Work required: Quote every line below exactly as it reads.

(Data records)
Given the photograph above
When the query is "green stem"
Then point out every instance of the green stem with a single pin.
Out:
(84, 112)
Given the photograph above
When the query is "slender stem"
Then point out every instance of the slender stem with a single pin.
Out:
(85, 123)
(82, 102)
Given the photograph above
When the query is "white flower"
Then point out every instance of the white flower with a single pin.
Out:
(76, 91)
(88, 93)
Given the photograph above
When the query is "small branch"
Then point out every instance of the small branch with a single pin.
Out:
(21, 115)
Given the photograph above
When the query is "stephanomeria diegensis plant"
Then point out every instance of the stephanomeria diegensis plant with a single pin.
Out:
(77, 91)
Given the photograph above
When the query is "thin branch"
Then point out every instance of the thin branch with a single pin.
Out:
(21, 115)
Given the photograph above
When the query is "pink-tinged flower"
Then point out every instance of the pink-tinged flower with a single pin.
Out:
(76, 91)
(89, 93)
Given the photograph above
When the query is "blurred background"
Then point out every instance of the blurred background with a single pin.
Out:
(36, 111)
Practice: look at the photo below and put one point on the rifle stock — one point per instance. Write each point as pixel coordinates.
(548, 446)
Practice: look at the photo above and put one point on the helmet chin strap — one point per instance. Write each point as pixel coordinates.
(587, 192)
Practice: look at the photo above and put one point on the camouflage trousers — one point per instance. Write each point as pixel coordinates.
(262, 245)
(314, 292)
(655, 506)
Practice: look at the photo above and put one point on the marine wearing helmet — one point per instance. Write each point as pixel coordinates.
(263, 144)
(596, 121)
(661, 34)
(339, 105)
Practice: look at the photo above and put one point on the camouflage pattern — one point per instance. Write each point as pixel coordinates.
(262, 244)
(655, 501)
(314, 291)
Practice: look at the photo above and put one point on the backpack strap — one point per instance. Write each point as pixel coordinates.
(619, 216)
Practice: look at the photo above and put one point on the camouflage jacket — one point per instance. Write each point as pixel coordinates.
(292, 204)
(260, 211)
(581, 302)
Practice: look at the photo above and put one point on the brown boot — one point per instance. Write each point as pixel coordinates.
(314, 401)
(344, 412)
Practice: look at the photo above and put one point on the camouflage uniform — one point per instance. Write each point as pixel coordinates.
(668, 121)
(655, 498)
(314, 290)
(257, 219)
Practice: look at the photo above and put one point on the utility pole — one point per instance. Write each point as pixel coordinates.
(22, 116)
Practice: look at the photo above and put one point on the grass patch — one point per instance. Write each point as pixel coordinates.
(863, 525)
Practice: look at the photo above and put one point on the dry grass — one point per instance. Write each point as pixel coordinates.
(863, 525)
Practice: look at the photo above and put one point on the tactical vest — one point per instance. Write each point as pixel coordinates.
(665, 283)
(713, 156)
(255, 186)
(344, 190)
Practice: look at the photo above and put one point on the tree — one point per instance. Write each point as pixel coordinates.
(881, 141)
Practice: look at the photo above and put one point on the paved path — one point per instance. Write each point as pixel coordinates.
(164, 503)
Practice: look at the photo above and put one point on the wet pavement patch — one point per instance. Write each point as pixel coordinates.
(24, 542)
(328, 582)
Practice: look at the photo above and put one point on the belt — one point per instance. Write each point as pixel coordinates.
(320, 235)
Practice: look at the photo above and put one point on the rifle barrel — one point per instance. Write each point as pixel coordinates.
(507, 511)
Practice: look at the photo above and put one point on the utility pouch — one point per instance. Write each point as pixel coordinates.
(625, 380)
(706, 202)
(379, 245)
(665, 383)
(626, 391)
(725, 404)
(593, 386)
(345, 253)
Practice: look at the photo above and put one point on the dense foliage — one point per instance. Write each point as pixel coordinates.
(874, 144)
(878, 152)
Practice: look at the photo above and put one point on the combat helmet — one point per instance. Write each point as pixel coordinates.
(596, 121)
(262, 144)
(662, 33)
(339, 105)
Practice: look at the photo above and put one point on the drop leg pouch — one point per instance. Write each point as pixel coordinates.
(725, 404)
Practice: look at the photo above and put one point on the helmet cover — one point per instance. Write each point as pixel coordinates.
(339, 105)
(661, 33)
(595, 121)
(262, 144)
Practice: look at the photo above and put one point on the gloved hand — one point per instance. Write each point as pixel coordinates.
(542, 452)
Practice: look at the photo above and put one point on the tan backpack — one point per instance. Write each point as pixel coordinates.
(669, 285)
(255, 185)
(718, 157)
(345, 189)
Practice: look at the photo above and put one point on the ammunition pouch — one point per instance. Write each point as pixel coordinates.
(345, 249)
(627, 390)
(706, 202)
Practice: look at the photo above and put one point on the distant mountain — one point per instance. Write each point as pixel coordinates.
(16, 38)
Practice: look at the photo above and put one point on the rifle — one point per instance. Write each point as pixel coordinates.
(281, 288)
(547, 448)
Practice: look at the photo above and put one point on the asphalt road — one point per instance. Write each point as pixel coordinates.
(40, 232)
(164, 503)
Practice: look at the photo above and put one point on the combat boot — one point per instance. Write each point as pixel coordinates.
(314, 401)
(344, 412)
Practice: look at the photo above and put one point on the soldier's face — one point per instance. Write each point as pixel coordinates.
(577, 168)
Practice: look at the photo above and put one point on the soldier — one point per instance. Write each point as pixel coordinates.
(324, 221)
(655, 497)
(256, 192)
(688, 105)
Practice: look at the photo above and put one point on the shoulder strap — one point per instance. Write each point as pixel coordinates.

Correct output:
Given the photograph above
When the query is "green stem"
Then point out every instance of the green stem with a single pin.
Out:
(84, 112)
Given the photograph above
When the query is "slender stem"
Then point out every instance of the slender stem with a single pin.
Out:
(85, 123)
(82, 102)
Given the photograph above
When the query is "white flower"
Then point out every instance of the white flower with a single pin.
Out:
(76, 91)
(88, 93)
Given the photograph above
When the query is "small branch"
Then point out every instance of the small branch with a single pin.
Out:
(21, 115)
Given the photograph above
When the query is "stephanomeria diegensis plant"
Then point out every instance of the stephanomeria diegensis plant with a single pin.
Out:
(77, 91)
Given the photograph above
When the query is "thin branch"
Then point out every instance of the thin branch with a single pin.
Out:
(21, 115)
Given the photograph above
When the query is "pink-tinged flower"
Then point out every instance of the pink-tinged flower with a single pin.
Out:
(76, 91)
(89, 93)
Given the photograph above
When the query is "blurred background"
Then point out every instance of the blurred background with a single pin.
Out:
(36, 111)
Practice: look at the photo below and put one point on the rifle stock — one point per instance. Write each point as pixel coordinates.
(548, 446)
Practice: look at the photo above and put one point on the helmet chin strap — one point per instance. Write each point as pixel coordinates.
(587, 192)
Practice: look at the photo above and put one point on the camouflage trousers — one point per instance. Write each point as pixel coordinates.
(262, 245)
(314, 292)
(655, 506)
Practice: look at the photo above and put one point on the marine wearing helmet — one point per instance. Write each point as pixel coordinates.
(263, 144)
(596, 121)
(661, 34)
(339, 105)
Practice: look at the photo above and put one point on the camouflage pattern — one point per instance. Write each point as pixel coordinates.
(262, 244)
(655, 501)
(314, 291)
Practice: look at the photo above and put one point on the backpack strap — one point per instance. Write each point as pixel coordinates.
(619, 216)
Practice: look at the photo above and put one point on the camouflage jacket — one point per instance. Write each point as pixel coordinates.
(292, 204)
(260, 211)
(581, 302)
Practice: look at the photo above and put one point on the brown boot — one point per instance. Write each point as pixel coordinates.
(314, 401)
(344, 412)
Practice: look at the photo above and put one point on the camouflage uniform — one point per instance. Write each point as pixel coordinates.
(668, 121)
(655, 498)
(314, 290)
(257, 219)
Practice: look at the photo above and put one point on the utility pole — one point per instance. Write each point as pixel coordinates.
(22, 116)
Practice: look at the photo above and put one point on the grass patch — one point per instance. Write each point as pixel coordinates.
(863, 525)
Practice: look at the photo above and put one point on the dry grass — one point per instance. Write each point as pixel coordinates.
(863, 525)
Practice: look at the photo above and put one point on the tactical vest — one point per instance. Write each point as pixel coordinates.
(665, 283)
(713, 156)
(255, 186)
(344, 190)
Practice: look at the photo above and put one point on the tree — one point per instance. Write each point as pixel coordinates.
(881, 141)
Practice: look at the photo above and put one point on the paved path — one point per instance. Write each point as pixel coordinates.
(164, 503)
Practice: look at the photo above and put one point on the wet pavement patch — one point per instance. Write each point as pixel coordinates.
(24, 542)
(328, 582)
Practice: look at the photo above and put one point on the belt — one point per instance. Write each point as pixel coordinates.
(320, 235)
Practice: look at the photo above and put one point on the rifle barrel — one point per instance. Write each point as pixel coordinates.
(507, 511)
Practice: look at the photo above and put one point on the utility pouch — one point per instance. Write each point as pixel coordinates.
(625, 380)
(706, 202)
(379, 245)
(665, 383)
(626, 391)
(725, 404)
(593, 386)
(345, 253)
Practice: look at the photo above and put one point on the dense foliage — one point per instance. Write each point as pixel coordinates.
(874, 144)
(878, 152)
Practice: look at the photo above and put one point on the combat helmet — one point per instance. Write each point as pixel coordinates.
(596, 121)
(262, 144)
(662, 33)
(339, 105)
Practice: look at the photo above and put one point on the drop leg pouch — one point per instance. Write each point as pixel coordinates.
(725, 404)
Practice: look at the photo above and put one point on the helmet cover — one point per instance. Write each point as pixel coordinates.
(339, 105)
(661, 33)
(595, 121)
(262, 144)
Practice: look at the photo above and put one point on the gloved hand — one point per instance. Write each point as pixel coordinates.
(542, 452)
Practice: look at the photo above and put one point on the tan backpack — one point per instance. Write each point as pixel coordinates.
(669, 285)
(255, 185)
(718, 157)
(345, 189)
Practice: look at the photo above and put one point on the ammunition pouch — one point per instance. Write each point as pixel coordinates.
(345, 249)
(627, 390)
(706, 202)
Practice: look at the photo above and put one point on the distant mountain — one point per instance. Write each point as pixel coordinates.
(16, 38)
Practice: look at the photo above and put one point on the rifle — one point per instance. Write each point as pixel coordinates.
(281, 288)
(547, 448)
Practice: look at the photo above and put one point on the asphalt road — one point per instance. Write each point as pixel coordinates.
(40, 232)
(164, 503)
Practice: look at the photo above and put one point on the combat boot — one point per instance. Write each point as pixel coordinates.
(314, 401)
(344, 412)
Practice: look at the photo above and put one point on the soldier's face — one point per instance. Write each point as pixel coordinates.
(577, 168)
Practice: look at the photo above and put one point on the soldier — one point per instance. Write each point as pixel coordinates.
(324, 221)
(655, 497)
(256, 192)
(688, 105)
Practice: look at the photo above and put one point on the shoulder strap — one point per instance. Write each point as pixel coordinates.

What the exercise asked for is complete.